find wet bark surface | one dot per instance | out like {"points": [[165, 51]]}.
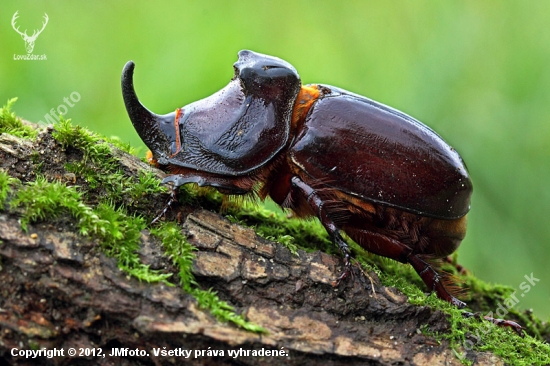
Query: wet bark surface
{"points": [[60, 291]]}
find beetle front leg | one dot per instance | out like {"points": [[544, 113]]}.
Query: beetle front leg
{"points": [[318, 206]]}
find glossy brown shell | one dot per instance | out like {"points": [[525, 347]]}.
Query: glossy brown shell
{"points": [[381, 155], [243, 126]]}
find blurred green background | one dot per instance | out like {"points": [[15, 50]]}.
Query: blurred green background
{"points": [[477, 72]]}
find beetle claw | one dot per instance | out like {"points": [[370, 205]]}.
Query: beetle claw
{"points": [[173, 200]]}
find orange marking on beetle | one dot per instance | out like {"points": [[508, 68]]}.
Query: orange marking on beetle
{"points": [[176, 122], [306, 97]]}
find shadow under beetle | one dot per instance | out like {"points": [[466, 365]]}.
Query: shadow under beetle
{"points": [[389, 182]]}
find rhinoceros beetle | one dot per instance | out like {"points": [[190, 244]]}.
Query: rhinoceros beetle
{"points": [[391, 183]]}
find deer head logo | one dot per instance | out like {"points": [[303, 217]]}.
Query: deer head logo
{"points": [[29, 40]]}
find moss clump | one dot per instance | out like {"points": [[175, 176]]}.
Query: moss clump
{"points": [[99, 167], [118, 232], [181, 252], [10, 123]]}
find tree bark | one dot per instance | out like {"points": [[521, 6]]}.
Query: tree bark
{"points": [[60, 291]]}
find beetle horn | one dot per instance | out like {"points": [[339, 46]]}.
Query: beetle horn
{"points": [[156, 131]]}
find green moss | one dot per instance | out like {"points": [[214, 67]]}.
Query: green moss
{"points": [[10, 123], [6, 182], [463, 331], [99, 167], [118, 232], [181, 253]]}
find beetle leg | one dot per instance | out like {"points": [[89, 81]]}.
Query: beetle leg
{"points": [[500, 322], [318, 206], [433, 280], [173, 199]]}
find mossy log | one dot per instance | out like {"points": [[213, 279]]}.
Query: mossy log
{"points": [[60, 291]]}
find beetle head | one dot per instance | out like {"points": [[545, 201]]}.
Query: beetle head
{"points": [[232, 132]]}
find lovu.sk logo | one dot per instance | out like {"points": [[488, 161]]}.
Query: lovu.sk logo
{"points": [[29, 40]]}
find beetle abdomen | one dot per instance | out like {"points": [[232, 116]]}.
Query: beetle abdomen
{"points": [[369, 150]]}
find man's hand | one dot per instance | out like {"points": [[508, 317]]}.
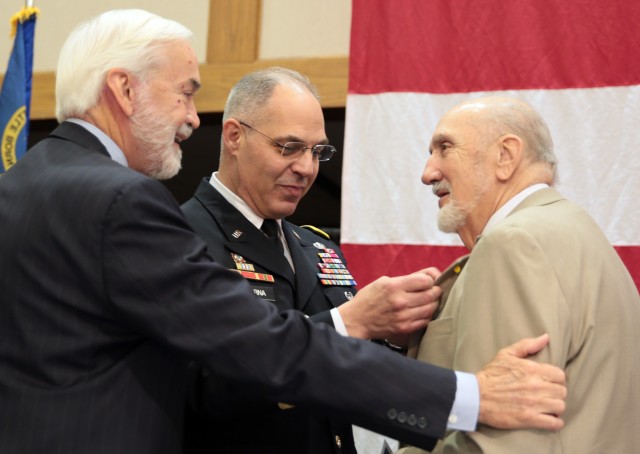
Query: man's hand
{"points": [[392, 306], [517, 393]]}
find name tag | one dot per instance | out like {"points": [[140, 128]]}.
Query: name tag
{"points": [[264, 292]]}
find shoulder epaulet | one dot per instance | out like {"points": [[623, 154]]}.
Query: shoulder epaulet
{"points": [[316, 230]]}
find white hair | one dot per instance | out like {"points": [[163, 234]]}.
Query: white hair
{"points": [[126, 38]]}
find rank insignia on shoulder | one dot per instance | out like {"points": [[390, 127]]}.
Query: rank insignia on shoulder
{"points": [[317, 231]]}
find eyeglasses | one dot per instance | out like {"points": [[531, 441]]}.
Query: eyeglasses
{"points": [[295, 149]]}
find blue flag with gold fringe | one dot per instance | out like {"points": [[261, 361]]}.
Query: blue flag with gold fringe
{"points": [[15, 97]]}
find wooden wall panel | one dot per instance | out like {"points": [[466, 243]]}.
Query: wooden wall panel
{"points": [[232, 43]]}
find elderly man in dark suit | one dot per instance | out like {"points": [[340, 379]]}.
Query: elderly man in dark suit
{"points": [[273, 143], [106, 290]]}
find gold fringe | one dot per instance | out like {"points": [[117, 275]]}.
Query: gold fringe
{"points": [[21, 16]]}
....................
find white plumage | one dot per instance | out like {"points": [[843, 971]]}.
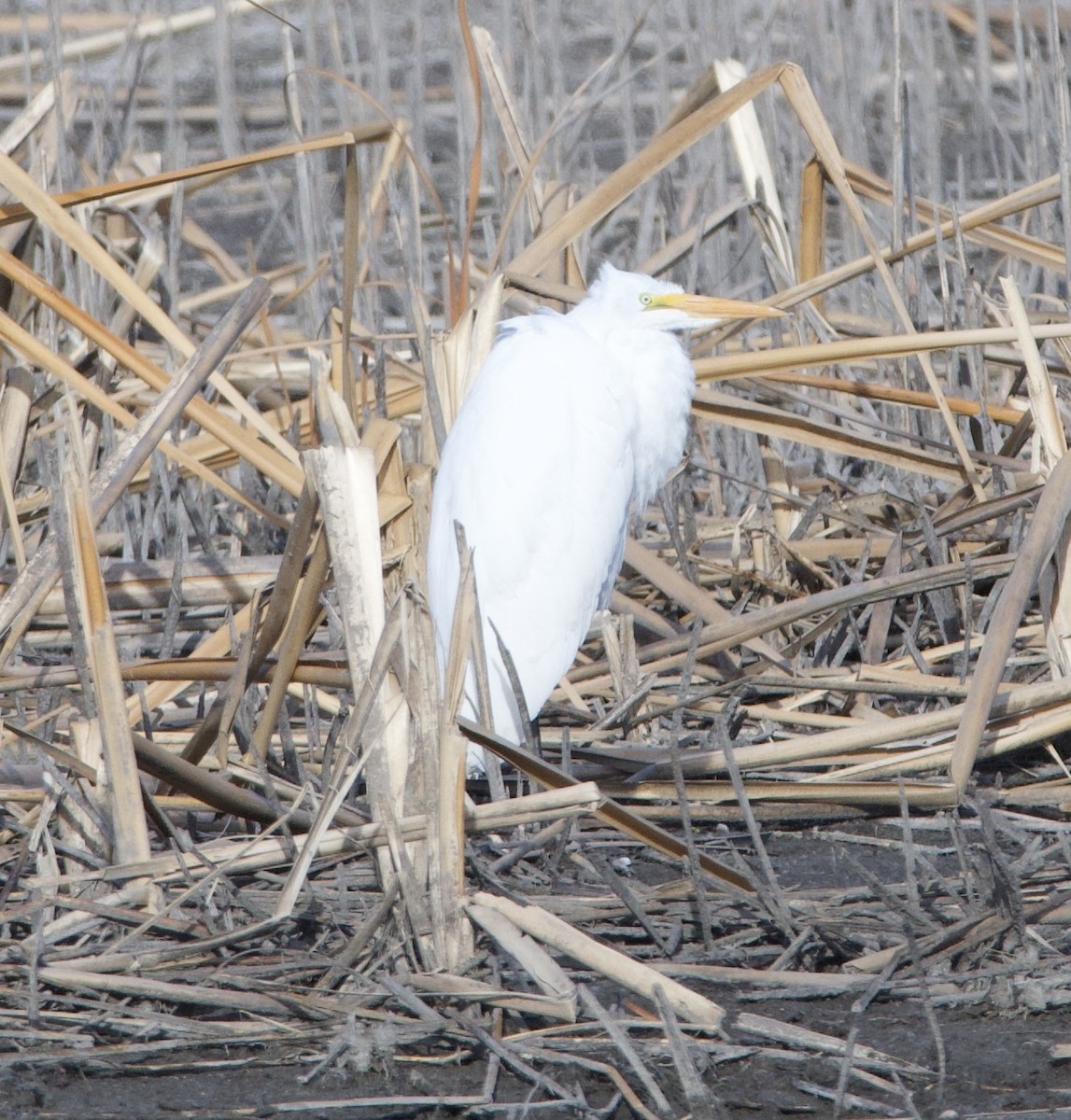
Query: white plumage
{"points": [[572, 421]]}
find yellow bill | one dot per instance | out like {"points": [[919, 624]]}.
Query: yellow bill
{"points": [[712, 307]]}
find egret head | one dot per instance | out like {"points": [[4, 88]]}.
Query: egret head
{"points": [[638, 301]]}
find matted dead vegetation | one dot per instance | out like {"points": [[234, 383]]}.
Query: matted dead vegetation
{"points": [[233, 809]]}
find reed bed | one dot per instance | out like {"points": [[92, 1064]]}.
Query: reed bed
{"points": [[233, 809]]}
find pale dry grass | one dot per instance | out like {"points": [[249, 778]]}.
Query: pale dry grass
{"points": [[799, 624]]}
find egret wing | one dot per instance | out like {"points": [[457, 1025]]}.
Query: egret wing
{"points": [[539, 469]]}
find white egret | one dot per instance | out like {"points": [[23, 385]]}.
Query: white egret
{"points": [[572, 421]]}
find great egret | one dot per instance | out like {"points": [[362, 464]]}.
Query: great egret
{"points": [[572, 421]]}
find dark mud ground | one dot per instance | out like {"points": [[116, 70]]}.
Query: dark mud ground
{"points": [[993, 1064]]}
....................
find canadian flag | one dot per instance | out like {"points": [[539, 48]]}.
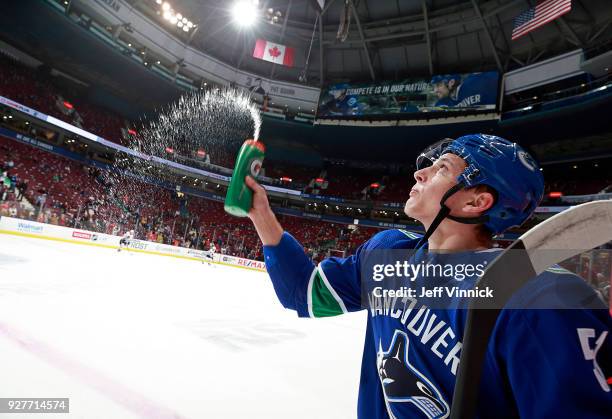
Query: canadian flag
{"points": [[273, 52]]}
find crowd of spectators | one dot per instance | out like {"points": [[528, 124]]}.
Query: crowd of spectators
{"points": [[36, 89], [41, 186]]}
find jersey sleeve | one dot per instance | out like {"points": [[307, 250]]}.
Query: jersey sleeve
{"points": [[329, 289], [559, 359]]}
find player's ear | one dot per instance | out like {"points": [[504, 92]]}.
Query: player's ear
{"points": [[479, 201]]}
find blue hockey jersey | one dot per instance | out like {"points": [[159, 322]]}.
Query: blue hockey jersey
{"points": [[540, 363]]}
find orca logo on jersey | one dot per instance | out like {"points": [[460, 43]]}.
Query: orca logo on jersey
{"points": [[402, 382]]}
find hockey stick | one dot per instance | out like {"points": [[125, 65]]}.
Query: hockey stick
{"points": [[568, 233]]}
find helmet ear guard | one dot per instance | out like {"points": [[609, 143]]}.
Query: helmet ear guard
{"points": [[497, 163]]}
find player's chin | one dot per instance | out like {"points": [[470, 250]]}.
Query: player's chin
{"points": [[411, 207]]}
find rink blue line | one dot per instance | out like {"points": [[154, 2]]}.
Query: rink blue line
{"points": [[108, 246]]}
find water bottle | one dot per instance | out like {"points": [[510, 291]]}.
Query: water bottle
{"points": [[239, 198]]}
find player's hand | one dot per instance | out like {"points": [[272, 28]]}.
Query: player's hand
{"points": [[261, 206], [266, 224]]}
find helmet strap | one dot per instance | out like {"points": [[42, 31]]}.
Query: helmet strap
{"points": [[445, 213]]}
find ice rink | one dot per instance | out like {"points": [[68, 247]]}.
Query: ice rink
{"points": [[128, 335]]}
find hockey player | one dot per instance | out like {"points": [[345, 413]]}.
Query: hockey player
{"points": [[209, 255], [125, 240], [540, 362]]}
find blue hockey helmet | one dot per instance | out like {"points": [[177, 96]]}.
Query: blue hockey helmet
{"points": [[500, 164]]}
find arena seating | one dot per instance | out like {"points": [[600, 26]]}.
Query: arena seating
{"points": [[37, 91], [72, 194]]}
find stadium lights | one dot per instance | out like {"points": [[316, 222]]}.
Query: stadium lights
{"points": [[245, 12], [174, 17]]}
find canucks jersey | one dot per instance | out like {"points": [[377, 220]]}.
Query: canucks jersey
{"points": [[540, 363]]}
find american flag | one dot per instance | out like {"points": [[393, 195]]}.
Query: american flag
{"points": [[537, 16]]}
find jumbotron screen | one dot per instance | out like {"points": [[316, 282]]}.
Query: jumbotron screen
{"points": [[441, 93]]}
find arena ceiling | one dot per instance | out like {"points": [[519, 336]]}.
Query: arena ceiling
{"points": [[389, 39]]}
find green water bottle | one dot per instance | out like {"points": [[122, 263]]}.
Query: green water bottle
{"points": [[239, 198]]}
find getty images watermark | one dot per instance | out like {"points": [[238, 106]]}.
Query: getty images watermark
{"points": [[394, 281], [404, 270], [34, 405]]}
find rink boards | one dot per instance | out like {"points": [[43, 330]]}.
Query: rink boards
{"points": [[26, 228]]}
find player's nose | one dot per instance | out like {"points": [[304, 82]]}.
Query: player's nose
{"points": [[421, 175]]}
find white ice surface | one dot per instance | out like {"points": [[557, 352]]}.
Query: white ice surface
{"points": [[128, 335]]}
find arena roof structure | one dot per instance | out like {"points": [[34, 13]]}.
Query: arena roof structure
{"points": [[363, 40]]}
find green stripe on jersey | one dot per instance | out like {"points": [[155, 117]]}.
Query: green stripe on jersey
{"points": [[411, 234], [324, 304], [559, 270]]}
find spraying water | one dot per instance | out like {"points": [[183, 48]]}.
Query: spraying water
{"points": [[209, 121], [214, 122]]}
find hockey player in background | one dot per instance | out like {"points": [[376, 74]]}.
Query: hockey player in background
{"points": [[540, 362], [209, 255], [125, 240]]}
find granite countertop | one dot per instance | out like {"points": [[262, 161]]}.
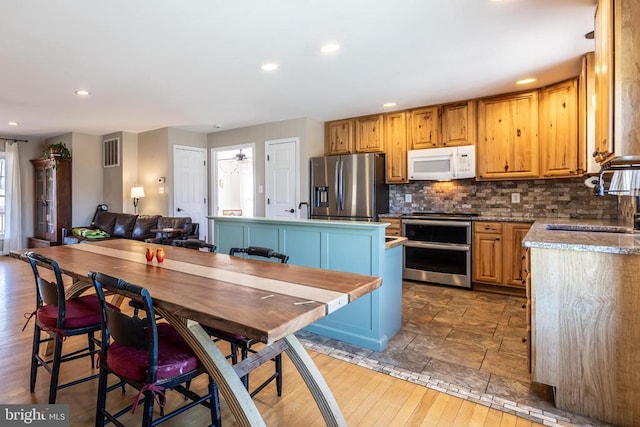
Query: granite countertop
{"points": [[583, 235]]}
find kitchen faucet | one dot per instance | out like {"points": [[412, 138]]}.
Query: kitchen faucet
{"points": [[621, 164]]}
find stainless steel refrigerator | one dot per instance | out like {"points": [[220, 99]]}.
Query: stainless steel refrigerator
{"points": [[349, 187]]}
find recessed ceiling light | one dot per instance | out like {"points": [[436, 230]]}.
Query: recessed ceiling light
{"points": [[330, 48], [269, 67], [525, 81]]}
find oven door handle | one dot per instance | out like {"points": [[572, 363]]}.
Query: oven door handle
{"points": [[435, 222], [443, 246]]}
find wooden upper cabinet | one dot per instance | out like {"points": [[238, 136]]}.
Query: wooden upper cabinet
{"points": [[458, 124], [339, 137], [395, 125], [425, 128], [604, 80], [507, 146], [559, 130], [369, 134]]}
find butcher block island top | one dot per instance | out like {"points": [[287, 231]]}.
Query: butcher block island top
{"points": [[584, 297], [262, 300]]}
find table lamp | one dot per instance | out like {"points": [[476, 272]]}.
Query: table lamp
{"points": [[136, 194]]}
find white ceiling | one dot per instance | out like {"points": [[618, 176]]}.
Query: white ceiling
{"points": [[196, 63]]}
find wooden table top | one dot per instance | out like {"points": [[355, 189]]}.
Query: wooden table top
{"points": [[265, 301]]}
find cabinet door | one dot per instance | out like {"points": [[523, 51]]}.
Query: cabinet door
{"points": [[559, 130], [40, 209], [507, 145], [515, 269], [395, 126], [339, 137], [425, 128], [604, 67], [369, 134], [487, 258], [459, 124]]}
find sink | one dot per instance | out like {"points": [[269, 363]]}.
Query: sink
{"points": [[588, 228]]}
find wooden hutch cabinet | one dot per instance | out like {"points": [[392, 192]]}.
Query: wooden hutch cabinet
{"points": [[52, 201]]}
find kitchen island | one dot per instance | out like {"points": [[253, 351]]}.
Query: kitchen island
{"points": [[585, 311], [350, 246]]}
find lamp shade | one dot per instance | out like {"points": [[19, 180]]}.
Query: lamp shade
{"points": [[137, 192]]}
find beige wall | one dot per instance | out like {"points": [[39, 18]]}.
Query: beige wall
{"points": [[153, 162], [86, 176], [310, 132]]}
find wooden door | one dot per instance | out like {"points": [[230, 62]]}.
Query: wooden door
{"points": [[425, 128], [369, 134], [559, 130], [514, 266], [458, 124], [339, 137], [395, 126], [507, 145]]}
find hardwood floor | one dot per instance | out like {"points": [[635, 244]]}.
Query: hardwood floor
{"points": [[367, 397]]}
....................
- **WORK TO BE COMPLETED**
Pick out each line above that contains the string "granite", matching its case exactly.

- **SOLUTION**
find granite countertop | one dot per instance | out like {"points": [[262, 161]]}.
Query: granite countertop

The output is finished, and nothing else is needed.